## Data in this exercise
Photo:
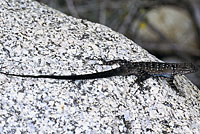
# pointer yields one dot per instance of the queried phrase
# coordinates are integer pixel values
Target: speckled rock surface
(35, 39)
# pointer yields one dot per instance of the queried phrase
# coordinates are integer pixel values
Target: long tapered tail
(104, 74)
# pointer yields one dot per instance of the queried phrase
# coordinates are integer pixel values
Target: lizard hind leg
(140, 79)
(173, 86)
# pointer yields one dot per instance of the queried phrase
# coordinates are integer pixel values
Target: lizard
(142, 70)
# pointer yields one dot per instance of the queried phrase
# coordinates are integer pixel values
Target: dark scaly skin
(143, 71)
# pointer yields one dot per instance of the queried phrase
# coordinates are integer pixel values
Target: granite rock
(35, 39)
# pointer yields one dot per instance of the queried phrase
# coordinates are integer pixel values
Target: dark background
(168, 29)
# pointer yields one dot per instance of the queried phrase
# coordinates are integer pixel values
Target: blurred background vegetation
(168, 29)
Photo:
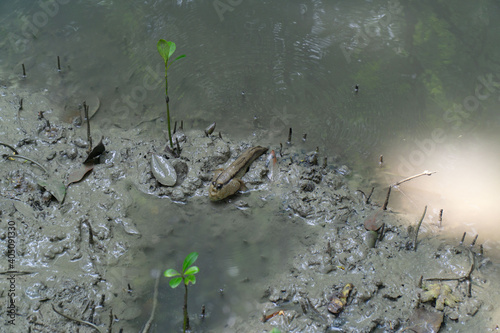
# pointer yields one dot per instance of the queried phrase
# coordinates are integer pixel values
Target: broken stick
(418, 228)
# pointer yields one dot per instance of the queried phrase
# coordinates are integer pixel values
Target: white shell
(163, 171)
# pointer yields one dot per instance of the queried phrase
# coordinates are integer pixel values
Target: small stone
(307, 186)
(51, 156)
(72, 153)
(80, 143)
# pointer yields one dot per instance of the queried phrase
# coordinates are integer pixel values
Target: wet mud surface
(72, 255)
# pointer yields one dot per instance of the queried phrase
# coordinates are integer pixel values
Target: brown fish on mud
(227, 182)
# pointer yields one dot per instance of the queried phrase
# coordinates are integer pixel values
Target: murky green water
(427, 72)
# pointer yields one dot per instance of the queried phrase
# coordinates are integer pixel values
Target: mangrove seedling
(166, 49)
(186, 276)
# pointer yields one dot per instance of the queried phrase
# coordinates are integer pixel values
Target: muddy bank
(74, 255)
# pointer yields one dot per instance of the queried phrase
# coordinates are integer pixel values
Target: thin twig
(384, 207)
(110, 327)
(27, 159)
(77, 320)
(370, 195)
(425, 173)
(89, 138)
(418, 228)
(458, 278)
(155, 302)
(16, 273)
(10, 147)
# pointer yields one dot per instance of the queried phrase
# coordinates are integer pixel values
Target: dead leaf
(96, 152)
(79, 173)
(55, 187)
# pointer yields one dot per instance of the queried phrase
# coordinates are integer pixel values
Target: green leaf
(190, 278)
(190, 259)
(175, 282)
(192, 270)
(171, 272)
(164, 49)
(172, 48)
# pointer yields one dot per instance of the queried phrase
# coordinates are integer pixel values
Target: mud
(75, 255)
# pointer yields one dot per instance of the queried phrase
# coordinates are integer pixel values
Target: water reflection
(251, 65)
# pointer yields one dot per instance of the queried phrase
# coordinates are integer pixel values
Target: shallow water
(427, 99)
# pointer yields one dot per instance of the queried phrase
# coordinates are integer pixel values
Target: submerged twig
(27, 159)
(110, 326)
(463, 238)
(77, 320)
(474, 240)
(386, 202)
(369, 195)
(10, 147)
(275, 313)
(425, 173)
(458, 278)
(89, 138)
(155, 302)
(418, 228)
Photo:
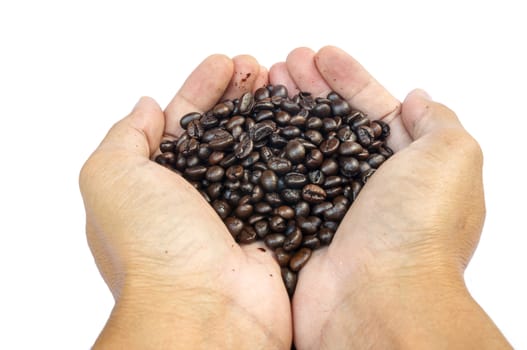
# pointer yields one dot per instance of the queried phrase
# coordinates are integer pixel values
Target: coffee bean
(269, 165)
(234, 225)
(269, 181)
(282, 256)
(295, 151)
(187, 118)
(293, 241)
(290, 280)
(215, 173)
(274, 240)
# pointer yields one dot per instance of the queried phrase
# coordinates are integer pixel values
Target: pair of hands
(179, 279)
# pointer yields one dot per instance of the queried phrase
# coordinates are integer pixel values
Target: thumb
(138, 133)
(421, 115)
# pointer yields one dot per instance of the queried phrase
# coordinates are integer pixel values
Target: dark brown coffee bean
(349, 148)
(187, 118)
(293, 240)
(246, 103)
(222, 208)
(248, 235)
(291, 195)
(349, 166)
(325, 235)
(302, 209)
(167, 146)
(282, 256)
(277, 224)
(274, 240)
(312, 242)
(316, 177)
(215, 173)
(279, 165)
(214, 190)
(295, 180)
(375, 160)
(321, 110)
(195, 172)
(339, 106)
(295, 151)
(285, 211)
(228, 160)
(216, 157)
(269, 181)
(261, 93)
(262, 228)
(234, 225)
(279, 90)
(320, 208)
(299, 259)
(330, 167)
(244, 211)
(219, 139)
(290, 279)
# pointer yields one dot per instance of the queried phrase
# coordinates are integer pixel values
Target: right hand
(404, 244)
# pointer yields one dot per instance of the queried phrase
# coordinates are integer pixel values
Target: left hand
(176, 273)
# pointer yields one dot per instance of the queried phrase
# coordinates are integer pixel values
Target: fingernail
(138, 103)
(423, 94)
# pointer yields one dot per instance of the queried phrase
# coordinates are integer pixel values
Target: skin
(392, 278)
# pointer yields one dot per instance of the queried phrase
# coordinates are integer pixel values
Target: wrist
(410, 313)
(188, 318)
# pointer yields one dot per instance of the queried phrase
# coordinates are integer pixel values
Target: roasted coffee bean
(215, 173)
(277, 223)
(222, 208)
(282, 256)
(274, 240)
(187, 118)
(330, 167)
(262, 228)
(243, 148)
(285, 211)
(316, 177)
(246, 103)
(325, 235)
(234, 225)
(293, 240)
(248, 235)
(291, 195)
(349, 166)
(290, 280)
(269, 166)
(269, 181)
(302, 209)
(312, 242)
(299, 259)
(166, 146)
(295, 180)
(279, 165)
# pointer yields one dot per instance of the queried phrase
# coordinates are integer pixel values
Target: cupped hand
(414, 225)
(167, 257)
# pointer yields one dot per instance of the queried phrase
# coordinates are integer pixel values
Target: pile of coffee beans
(279, 169)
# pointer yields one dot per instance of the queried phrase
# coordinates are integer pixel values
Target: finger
(302, 69)
(349, 78)
(262, 78)
(246, 71)
(422, 116)
(140, 132)
(200, 92)
(279, 75)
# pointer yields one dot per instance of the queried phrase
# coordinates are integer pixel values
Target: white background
(70, 69)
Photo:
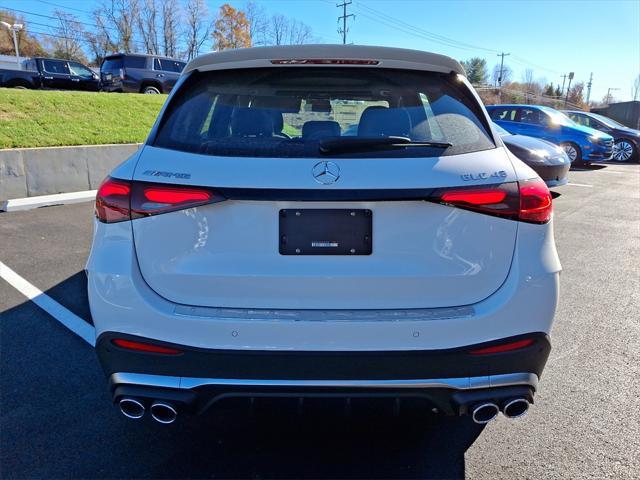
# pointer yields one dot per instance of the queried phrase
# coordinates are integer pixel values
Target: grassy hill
(41, 118)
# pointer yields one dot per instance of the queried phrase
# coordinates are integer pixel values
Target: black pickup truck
(51, 73)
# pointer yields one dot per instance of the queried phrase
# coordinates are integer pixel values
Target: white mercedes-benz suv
(323, 220)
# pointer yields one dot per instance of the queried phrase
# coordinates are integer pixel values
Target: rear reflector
(323, 61)
(505, 347)
(144, 347)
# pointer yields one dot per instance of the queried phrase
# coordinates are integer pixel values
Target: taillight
(536, 205)
(505, 347)
(112, 201)
(144, 347)
(152, 199)
(527, 201)
(499, 200)
(119, 200)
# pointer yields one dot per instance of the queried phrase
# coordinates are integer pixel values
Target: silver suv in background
(134, 73)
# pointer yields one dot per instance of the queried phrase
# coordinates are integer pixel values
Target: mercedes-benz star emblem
(326, 173)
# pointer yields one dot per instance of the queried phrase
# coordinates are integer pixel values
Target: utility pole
(609, 94)
(14, 29)
(564, 79)
(566, 99)
(501, 55)
(589, 87)
(344, 18)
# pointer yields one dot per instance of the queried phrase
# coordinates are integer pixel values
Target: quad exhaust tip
(484, 413)
(515, 408)
(131, 408)
(163, 412)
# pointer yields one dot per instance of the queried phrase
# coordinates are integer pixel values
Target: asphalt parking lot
(56, 420)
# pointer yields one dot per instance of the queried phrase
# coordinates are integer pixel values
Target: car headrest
(251, 122)
(379, 121)
(316, 129)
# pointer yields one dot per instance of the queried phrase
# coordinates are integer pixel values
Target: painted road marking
(49, 305)
(28, 203)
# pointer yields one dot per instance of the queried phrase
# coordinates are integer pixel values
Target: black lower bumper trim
(342, 365)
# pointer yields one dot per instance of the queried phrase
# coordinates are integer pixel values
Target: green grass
(40, 118)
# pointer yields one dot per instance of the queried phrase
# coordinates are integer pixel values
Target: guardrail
(28, 172)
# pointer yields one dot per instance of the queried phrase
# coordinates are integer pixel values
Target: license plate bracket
(325, 231)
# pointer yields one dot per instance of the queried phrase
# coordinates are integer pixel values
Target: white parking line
(49, 305)
(579, 185)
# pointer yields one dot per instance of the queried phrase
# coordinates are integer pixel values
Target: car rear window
(135, 62)
(288, 111)
(111, 63)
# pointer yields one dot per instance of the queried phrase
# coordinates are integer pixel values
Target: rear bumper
(450, 381)
(344, 366)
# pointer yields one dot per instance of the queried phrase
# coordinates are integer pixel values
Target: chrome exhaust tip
(484, 413)
(515, 408)
(163, 412)
(131, 408)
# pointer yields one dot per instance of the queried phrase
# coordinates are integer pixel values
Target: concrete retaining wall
(28, 172)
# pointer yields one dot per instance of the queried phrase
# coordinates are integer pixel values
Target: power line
(344, 18)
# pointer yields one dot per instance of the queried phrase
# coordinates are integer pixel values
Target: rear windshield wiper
(333, 145)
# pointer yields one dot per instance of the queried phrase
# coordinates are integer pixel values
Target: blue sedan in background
(582, 144)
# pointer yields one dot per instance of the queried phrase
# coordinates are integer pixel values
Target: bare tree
(170, 19)
(116, 21)
(68, 37)
(147, 21)
(258, 23)
(278, 29)
(198, 27)
(99, 46)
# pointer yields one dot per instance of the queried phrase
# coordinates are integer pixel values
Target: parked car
(626, 140)
(548, 160)
(51, 73)
(414, 259)
(134, 73)
(582, 144)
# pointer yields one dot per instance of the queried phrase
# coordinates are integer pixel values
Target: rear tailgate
(227, 254)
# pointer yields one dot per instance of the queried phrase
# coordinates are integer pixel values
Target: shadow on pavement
(57, 421)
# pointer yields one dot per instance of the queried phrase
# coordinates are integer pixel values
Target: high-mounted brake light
(119, 200)
(505, 347)
(144, 347)
(323, 61)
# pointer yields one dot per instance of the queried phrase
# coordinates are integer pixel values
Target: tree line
(180, 29)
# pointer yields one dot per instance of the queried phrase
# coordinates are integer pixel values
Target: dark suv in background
(135, 73)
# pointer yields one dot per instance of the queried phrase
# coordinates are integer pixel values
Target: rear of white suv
(323, 220)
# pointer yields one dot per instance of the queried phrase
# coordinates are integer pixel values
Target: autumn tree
(28, 45)
(170, 20)
(68, 39)
(147, 21)
(476, 70)
(231, 29)
(197, 27)
(115, 21)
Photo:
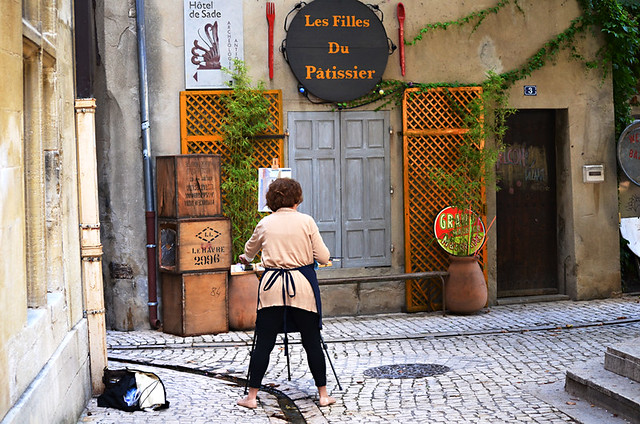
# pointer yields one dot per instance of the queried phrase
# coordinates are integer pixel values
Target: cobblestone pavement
(505, 364)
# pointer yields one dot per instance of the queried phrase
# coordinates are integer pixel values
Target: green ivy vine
(615, 20)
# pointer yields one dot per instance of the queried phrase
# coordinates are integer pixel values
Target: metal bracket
(86, 312)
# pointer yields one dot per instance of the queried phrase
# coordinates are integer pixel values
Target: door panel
(366, 170)
(314, 161)
(343, 166)
(526, 206)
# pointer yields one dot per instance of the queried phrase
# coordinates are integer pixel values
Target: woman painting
(288, 294)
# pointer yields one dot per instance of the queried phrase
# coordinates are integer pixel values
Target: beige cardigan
(288, 239)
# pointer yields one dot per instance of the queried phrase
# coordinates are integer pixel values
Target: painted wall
(588, 253)
(44, 357)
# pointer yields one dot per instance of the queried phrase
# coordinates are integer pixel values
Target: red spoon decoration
(401, 41)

## Problem requirements
Copy out every line above that contains the string "lizard".

## Solution to this task
Target: lizard hind leg
Target: lizard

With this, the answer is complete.